Text under study ▸

The Welland Tribune

Virus hits close to home for physician

Welland doctor and his wife physician assisting COVID-19 patients

- ALLAN BENNER Allan.Benner@niagaradai­lies.com 905-225-1629 | @abenner1

NOTE TO READERS: As the community grapples with the COVID-19 pandemic, there are those who keep other people safe and keep essential services running, including doctors and nurses, grocery store clerks and garbage collectors. These are their stories from the front line of Niagara's battle with the novel coronaviru­s.

Dr. Pran Kundi’s old friend was so sick he couldn’t even draw enough breath to speak to him.

“It was as though someone had ripped my heart out through the skin of my chest. That’s how terrible I felt. I never had that kind of a feeling,” said Kundi, a family physician who has been treating Niagara residents for most of his almost 50-year career.

About two weeks ago, Kundi’s friend of about 30 years was diagnosed with a community-acquired case of COVID-19.

Working from their Welland medical office, Kundi said he and his wife, Dr. Kusum Kundi, are treating a few other patients who have tested positive for the virus.

But none of those patients were as sick as Kundi’s friend was.

“He was critically ill. … His X-rays just made me feel dizzy,” Kundi said, adding scans of his chest showed bilateral pneumonia in his damaged lungs.

Records drawn from a dataset:
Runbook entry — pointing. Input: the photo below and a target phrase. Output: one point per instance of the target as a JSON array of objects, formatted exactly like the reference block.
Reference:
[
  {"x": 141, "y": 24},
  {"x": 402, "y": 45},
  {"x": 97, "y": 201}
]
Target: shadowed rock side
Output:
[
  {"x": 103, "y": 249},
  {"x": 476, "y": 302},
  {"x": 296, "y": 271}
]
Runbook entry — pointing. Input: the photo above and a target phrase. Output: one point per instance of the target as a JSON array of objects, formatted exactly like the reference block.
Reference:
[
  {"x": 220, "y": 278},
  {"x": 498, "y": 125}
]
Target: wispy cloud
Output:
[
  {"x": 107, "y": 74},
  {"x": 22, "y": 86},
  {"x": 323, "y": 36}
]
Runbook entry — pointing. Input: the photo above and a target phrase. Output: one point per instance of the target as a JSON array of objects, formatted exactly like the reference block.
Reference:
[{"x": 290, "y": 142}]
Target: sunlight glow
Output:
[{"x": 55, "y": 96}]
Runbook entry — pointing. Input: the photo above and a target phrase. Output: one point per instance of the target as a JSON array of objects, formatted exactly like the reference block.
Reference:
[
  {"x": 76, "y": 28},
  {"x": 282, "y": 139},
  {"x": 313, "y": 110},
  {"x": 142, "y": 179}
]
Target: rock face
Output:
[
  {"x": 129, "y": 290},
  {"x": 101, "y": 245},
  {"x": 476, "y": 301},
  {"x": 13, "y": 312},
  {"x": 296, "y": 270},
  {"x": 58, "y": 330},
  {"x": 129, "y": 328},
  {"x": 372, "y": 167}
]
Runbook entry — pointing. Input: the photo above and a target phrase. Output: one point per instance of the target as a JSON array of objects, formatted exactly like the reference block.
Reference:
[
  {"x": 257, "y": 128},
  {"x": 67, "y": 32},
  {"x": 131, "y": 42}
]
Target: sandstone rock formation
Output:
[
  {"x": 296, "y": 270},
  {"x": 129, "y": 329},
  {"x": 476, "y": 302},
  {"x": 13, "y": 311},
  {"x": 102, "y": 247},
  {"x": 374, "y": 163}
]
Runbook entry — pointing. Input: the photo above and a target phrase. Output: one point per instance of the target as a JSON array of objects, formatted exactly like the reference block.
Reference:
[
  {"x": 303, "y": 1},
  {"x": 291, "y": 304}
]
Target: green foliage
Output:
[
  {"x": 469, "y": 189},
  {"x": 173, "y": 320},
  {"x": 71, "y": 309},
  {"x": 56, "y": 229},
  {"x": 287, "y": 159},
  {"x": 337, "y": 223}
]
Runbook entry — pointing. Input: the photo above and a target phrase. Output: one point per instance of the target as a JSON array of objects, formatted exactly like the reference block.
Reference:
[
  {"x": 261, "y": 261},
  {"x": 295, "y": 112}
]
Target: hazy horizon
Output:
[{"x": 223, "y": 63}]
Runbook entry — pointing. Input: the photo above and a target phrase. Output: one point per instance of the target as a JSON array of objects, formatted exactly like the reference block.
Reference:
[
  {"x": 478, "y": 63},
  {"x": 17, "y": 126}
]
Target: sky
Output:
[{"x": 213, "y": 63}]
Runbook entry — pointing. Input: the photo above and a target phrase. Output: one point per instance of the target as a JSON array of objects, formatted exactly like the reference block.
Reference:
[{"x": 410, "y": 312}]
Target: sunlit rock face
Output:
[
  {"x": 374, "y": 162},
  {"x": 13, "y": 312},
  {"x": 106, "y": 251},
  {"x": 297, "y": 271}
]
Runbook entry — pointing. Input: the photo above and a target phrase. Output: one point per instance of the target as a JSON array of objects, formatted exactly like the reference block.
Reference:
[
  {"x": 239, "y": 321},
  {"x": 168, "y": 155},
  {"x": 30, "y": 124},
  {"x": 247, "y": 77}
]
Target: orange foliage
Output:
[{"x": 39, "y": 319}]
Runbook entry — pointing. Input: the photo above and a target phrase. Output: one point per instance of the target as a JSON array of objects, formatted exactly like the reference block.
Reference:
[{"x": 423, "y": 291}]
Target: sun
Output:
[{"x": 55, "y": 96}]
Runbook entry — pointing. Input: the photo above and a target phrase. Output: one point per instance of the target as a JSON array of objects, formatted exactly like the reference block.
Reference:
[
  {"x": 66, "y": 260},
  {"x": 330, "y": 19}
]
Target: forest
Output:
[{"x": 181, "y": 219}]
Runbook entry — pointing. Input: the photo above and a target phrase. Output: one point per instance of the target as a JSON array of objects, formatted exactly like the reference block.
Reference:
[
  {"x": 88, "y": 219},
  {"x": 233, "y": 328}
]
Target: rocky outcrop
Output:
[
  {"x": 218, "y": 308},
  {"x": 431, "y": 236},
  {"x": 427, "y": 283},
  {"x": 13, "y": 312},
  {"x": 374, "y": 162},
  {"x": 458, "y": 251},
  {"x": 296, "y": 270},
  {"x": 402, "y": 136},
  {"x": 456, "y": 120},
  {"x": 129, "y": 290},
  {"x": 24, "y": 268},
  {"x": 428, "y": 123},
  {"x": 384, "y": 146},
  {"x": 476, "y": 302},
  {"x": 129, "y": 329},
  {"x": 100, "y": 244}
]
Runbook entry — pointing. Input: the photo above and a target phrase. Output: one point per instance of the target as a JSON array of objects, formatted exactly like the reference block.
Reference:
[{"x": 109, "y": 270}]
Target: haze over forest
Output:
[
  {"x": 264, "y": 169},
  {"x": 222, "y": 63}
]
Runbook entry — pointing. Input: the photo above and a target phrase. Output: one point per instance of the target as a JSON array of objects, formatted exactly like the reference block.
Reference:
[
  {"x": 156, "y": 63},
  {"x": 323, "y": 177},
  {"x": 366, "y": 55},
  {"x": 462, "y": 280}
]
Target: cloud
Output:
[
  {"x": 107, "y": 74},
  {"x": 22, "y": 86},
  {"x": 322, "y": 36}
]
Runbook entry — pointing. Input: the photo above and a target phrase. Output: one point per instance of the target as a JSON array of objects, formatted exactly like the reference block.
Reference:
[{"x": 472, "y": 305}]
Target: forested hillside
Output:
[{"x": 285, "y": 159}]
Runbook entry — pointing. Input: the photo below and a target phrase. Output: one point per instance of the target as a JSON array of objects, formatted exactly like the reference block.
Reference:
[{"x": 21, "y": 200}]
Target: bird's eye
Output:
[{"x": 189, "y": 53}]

Prompt A ▸
Decide whether each statement agrees with the article about the Welland physician, answering yes or no and quoting the words of the article that decide it. (i) Kundi's friend was diagnosed with a community-acquired case of COVID-19 about two weeks ago. (ii) The other patients the Kundis are treating for the virus were sicker than Kundi's friend. (iii) Kundi has been practicing medicine for more than 50 years.
Prompt B ▸
Go on with the article about the Welland physician, picking up after its final sentence.

Answer A ▸
(i) Yes: "About two weeks ago, Kundi’s friend of about 30 years was diagnosed with a community-acquired case of COVID-19."
(ii) No: "But none of those patients were as sick as Kundi’s friend was."
(iii) No: "a family physician who has been treating Niagara residents for most of his almost 50-year career."

Answer B ▸
Kundi calculated his friend — whom he did not identify to protect patient confidenti­ality — had about a 20 per cent chance of dying, regardless of whether he was admitted to hospital or remained at home.

If his condition deteriorat­ed, Kundi said his friend could immediatel­y be brought to hospital and placed on a ventilator.

With no definitive home-based treatment for the virus, Kundi developed one of his own.

“I had to devise my own plan,” he said. “I crossed my fingers and prayed to the Lord that the 50 years of experience he has given me would let me make sane decisions for him.”

Eventually the treatments began to help.

“I had three sleepless nights, but on the fourth day the joy I was feeling was just unbelievab­le,” Kundi said. “The tide had turned.”

Despite the progress, Kundi said it will take some time before his friend completely recovers.

“He is still not out of the woods,” he said, adding he still experience­s shortness of breath climbing the stairs within his home.

Still, it’s a far cry from where he was a few weeks earlier. “He was so weak.”

The phrase “we are all in this together” has been on Kundi’s mind recently.

He said the statement — which has appeared on posters and in the windows of businesses that have closed their doors due to the pandemic in the past few weeks — took on a deeper meaning when the virus hit his friend.

“I didn’t realize how ‘in it together’ we can be, until he was so sick,” he said.

Kundi hopes the experience of dealing with the deadly pandemic will result in some long-term societal changes such as delivering products to waiting customers rather than allowing customers to congregate in busy shopping centres.

Those long-term changes may be necessary, because Kundi fears the world will not see the end of COVID-19 after the current pandemic ends.

“My biggest fear is there is going to be a resurgence within five years,” he said, adding he hopes the grim prediction is wrong.